*What you need to do*: Will you transcribe the entries that follow, exactly and in full?

— Start of The input —

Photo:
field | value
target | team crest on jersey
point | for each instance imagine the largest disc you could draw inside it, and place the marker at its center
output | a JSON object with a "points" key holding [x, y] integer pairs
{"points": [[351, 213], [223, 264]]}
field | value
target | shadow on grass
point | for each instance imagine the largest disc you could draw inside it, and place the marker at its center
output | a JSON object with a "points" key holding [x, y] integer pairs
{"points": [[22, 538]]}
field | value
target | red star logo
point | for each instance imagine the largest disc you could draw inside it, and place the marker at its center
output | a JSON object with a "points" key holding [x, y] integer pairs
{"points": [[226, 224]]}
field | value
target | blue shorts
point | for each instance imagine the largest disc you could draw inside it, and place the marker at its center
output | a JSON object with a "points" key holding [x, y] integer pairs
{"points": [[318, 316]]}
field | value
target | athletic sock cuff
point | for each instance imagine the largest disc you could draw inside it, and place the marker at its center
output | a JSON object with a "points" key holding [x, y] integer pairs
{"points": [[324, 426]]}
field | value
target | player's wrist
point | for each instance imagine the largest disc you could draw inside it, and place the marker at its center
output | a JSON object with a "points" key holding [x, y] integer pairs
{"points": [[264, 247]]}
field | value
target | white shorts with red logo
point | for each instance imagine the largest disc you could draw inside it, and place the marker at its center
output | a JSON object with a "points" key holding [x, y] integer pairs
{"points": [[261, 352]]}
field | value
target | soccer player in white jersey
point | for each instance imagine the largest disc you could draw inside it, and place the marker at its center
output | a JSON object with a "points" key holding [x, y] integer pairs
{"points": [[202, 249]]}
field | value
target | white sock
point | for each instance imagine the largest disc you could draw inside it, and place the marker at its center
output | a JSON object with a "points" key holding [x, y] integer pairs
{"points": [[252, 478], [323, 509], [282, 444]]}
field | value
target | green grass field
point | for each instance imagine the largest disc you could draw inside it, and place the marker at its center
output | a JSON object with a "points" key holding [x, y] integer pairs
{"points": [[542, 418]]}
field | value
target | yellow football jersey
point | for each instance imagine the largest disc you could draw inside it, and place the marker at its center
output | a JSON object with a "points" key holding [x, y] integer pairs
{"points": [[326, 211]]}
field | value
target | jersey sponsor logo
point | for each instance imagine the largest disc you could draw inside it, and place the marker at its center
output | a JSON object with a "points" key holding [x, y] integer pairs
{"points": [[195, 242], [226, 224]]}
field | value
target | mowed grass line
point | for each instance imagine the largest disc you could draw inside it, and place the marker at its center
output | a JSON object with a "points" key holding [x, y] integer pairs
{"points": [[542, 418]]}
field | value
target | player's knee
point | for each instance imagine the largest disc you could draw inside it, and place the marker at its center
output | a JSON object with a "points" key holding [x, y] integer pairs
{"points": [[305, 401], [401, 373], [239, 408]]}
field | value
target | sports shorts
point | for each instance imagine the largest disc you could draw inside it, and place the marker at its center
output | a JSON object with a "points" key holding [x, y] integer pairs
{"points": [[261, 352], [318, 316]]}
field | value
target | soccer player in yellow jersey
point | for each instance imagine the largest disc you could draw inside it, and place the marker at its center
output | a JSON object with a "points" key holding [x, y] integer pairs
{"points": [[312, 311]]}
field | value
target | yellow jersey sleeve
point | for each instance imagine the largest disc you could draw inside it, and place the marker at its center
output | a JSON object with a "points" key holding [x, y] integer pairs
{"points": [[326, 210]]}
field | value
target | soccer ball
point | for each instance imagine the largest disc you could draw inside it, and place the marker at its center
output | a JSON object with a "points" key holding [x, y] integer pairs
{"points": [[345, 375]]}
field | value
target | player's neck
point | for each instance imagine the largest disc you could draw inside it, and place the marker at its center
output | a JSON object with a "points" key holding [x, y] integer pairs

— End of The input —

*Exercise solution*:
Photo:
field | value
target | team crest on jersey
point | for each instance imagine the largest disc you could draw inside it, and place the marker at its center
output | a JSON object with a "points" key holding [x, y] integer pairs
{"points": [[351, 213], [223, 264]]}
field | value
target | shadow on grass
point | for each instance imagine the largest disc you could draw inside it, and place the marker at its center
output | a JSON object with a "points" key holding [x, y] integer pairs
{"points": [[22, 538]]}
field | value
target | red star logo
point | for each instance imagine the largest disc you could draw inside it, and place the marker at its center
output | a JSON object with a "points" key holding [x, y] integer pairs
{"points": [[226, 224]]}
field | value
target | blue shorts
point | for each instance imagine the largest disc you could draw inside it, and place the marker at its center
output | a JSON object with a "points" key holding [x, y] integer pairs
{"points": [[318, 316]]}
field | value
target | athletic sock cuff
point | for each instance imagine the largest disc you could draw inside it, and place the marker at its center
output | a JSON object with a "points" key holding [x, y] integer pairs
{"points": [[324, 426]]}
field | value
target | player's wrist
point | for each instance imagine the largest disc you could draw inside it, and place the marker at its center
output | a JSON object with a "points" key holding [x, y] integer pairs
{"points": [[264, 247]]}
field | value
target | white shorts with red logo
point | for each instance imagine the largest disc you could draw inside it, and place the marker at its center
output | a JSON object with a "points" key holding [x, y] integer pairs
{"points": [[261, 352]]}
field | value
target | soccer player in white jersey
point | for each instance imagine the largest disc you could draw inside it, and place the marker at its center
output | a JSON object with a "points" key holding [x, y] integer pairs
{"points": [[202, 249]]}
field | value
target | white sock
point | for each instance imagine the largest disc you could draw inside it, and place the marker at its center
output | a JSON object with a "points" key holding [x, y] integer pairs
{"points": [[252, 478], [323, 509], [282, 444]]}
field | value
target | green grass field
point | for each instance imagine the largest disc you could draw inside it, and place the marker at its center
output | a JSON object with a "points" key holding [x, y] integer pairs
{"points": [[542, 418]]}
field | value
target | yellow football jersey
point | for each instance imagine the largest disc you could draw inside it, and place the marker at its center
output | a JSON object with a "points" key holding [x, y] integer pairs
{"points": [[326, 211]]}
field | value
target | jersey sponsor logo
point | for each instance imagine the largest disc you could draw inside it, and place the marker at its center
output | a JSON object with a "points" key holding [x, y] integer pairs
{"points": [[195, 242], [226, 224]]}
field | value
target | mowed grass line
point | for each instance imagine the largest disc you could draw inside it, and place the marker at its center
output | a JSON object with a "points" key holding [x, y] integer pairs
{"points": [[542, 418]]}
field | value
target | player's knee
point | for each instance imagine the largest disc you could draw inside it, and place the marker at its center
output | a JSON object with a "points" key holding [x, y] integer pairs
{"points": [[305, 401], [401, 373], [239, 408]]}
field | value
target | sports shorts
point | for each instance imagine the largest disc you could draw inside it, and place the marker at its center
output | a JSON object with a "points" key holding [x, y] integer pairs
{"points": [[261, 352], [318, 316]]}
field | value
target | soccer player in yellow jersey
point | for each instance imagine the largest disc you could draw inside it, and place the marker at its center
output | a JSON object with a "points" key holding [x, y] integer pairs
{"points": [[312, 311]]}
field | value
target | yellow jersey sleeve
point | for each instance imagine the largest disc you could draw inside it, and place the marker at its center
output | a JSON object with a "points" key holding [x, y] integer pairs
{"points": [[326, 210]]}
field | value
target | soccer ball
point | for each instance imagine the largest disc you could draw inside it, and place the marker at its center
output | a JSON object with a "points" key holding [x, y] integer pairs
{"points": [[345, 375]]}
field | value
target | player's neck
point | for each instance imagine the largest disc you could draw inside it, and place the marker at its center
output | a JSON object with a "points" key holding [x, y] integer pairs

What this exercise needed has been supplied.